EXCERPTED DATA -
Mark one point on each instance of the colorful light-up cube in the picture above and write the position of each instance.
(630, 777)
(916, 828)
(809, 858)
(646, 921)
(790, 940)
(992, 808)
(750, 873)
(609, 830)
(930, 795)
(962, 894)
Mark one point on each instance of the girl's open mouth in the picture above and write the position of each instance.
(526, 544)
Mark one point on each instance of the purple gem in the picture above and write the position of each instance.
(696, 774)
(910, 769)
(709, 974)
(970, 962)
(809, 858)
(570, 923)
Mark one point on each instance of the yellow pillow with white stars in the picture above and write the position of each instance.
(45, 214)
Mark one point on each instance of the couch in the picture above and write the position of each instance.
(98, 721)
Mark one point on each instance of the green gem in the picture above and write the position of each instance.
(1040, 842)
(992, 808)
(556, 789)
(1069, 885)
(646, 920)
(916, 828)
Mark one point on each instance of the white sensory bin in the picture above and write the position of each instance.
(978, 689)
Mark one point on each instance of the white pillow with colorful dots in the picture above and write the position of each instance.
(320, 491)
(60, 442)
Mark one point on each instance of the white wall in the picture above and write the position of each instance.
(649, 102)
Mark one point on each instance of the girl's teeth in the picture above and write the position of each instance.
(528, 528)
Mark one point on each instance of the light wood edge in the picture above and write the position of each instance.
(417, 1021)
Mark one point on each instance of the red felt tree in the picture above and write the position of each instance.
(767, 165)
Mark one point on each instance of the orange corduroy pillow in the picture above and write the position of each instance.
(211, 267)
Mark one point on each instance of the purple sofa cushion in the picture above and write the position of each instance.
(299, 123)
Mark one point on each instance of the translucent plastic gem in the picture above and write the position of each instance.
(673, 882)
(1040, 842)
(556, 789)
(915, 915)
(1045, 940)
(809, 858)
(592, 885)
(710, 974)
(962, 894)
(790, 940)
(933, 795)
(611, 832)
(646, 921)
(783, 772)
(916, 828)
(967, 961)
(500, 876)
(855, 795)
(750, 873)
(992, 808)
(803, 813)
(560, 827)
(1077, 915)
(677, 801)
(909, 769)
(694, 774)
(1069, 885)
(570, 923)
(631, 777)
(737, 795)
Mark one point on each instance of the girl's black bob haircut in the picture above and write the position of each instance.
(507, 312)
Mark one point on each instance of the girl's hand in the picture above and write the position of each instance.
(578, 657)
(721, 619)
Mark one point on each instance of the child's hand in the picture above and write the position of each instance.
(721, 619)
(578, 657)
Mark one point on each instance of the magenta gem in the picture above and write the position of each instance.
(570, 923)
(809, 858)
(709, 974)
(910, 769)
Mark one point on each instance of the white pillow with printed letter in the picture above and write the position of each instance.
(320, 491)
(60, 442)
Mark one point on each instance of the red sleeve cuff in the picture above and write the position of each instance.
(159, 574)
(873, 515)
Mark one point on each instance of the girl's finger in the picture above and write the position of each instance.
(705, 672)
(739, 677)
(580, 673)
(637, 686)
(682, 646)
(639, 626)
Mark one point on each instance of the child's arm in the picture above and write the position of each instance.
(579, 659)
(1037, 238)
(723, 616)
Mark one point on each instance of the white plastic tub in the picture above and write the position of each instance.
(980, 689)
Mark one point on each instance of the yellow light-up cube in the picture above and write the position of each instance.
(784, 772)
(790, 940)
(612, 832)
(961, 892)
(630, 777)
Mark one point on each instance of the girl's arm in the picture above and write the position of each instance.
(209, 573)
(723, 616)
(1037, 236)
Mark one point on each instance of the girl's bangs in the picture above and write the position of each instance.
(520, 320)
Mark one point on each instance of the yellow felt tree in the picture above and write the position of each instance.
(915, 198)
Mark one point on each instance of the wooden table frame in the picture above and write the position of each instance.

TASK OBJECTIVE -
Output all records exactly, with nothing added or dropped.

RESULT OF THE TASK -
Mark one point on each instance of the colorful light-up cube in the picture above and write the position of each instance.
(630, 777)
(916, 828)
(809, 858)
(646, 921)
(790, 940)
(992, 808)
(750, 873)
(609, 830)
(930, 795)
(962, 894)
Mark one point on each instance of the girl's open mouth in the picture above and write the position of each instance.
(526, 544)
Mark one point on each instance of the purple gem in the picture above and write the position of each instance.
(696, 774)
(910, 769)
(709, 974)
(970, 962)
(809, 858)
(570, 923)
Mark one point on each instance of the yellow pillow with white stars in the picture above and write the position of each instance.
(45, 214)
Mark one point on each instance of the couch in the picture above and write the position of each instance.
(98, 721)
Mark one point on each instance of the green gem in the picture above and write the position of each instance.
(1040, 842)
(992, 808)
(556, 789)
(1069, 885)
(646, 920)
(916, 828)
Mark one point on each instance of the white sensory bin in the picture above and write the position of each instance.
(978, 689)
Mark one point on each instance of the white pillow with colorful dots in the picture above and write the position of each instance.
(320, 491)
(60, 442)
Mark one point on each instance of the white wall in the picture above and write the position of each instance.
(649, 102)
Mark one point on each instance of the girl's teeth in the picture above and write the position of each instance.
(528, 528)
Mark one point on each instance of the light wood edge in the picture above and write the position of each instance.
(417, 1021)
Mark one point on each instance of the red felt tree in the picture above and write the position of each instance.
(767, 165)
Mark one point on each instance of the orange corduroy pillow in the picture above and write the position of each instance.
(211, 267)
Mark one point on each instance of the purple sofa cushion in the picture above and write the position of each instance.
(299, 123)
Mark one point on each instance of the translucent plastic gem in the picture above and write the position of each instance.
(673, 882)
(1040, 842)
(556, 789)
(915, 915)
(1045, 940)
(809, 858)
(592, 885)
(710, 974)
(962, 894)
(790, 940)
(933, 795)
(611, 832)
(646, 921)
(783, 772)
(916, 828)
(967, 961)
(500, 876)
(855, 795)
(750, 873)
(992, 808)
(803, 813)
(560, 827)
(1077, 915)
(677, 801)
(909, 769)
(694, 774)
(1069, 885)
(570, 923)
(631, 777)
(737, 795)
Mark one point on each instance of the girl's black bob haircut in the picture above and write the position of each instance.
(507, 312)
Mark one point on each instance of the girl's hand in the picture above and write the position of each instance.
(578, 657)
(721, 619)
Mark one point on each instance of the child's hand in the picture above and write the position of each instance.
(721, 619)
(578, 657)
Mark one point on each instance of the magenta gem in the picture above and write the position of each instance.
(570, 923)
(809, 858)
(709, 974)
(910, 769)
Mark one point on each instance of the white pillow with printed letter in the picture above and write the position of each instance.
(320, 491)
(60, 442)
Mark one point on each instance of the red sleeve cuff in the picture above and write the position of each instance.
(159, 574)
(873, 515)
Mark one point on each instance of the girl's finger in the picture above and write the position of each instance.
(705, 672)
(739, 677)
(580, 673)
(637, 686)
(682, 646)
(639, 626)
Mark one point on each instance of the child's arm in the picture above and write the position of each instance.
(579, 659)
(1037, 238)
(723, 616)
Mark one point on each instance of the white plastic tub in the picture above and write the position of each instance.
(980, 689)
Mark one point on each instance of the yellow light-up cube in the picture above and write the position of each instance.
(784, 772)
(790, 940)
(612, 832)
(961, 892)
(630, 777)
Mark one point on each instance of the girl's arm in the picture above and write the position of each instance.
(209, 573)
(723, 616)
(1037, 236)
Mark one point on each instance of the girl's bangs in the picture above and write the position of each instance.
(520, 320)
Mark one point on each instance of the yellow felt tree in the picture above and write the position of each instance.
(915, 198)
Mark one point on each instance of the wooden table frame in the picture above and write the position of each instance.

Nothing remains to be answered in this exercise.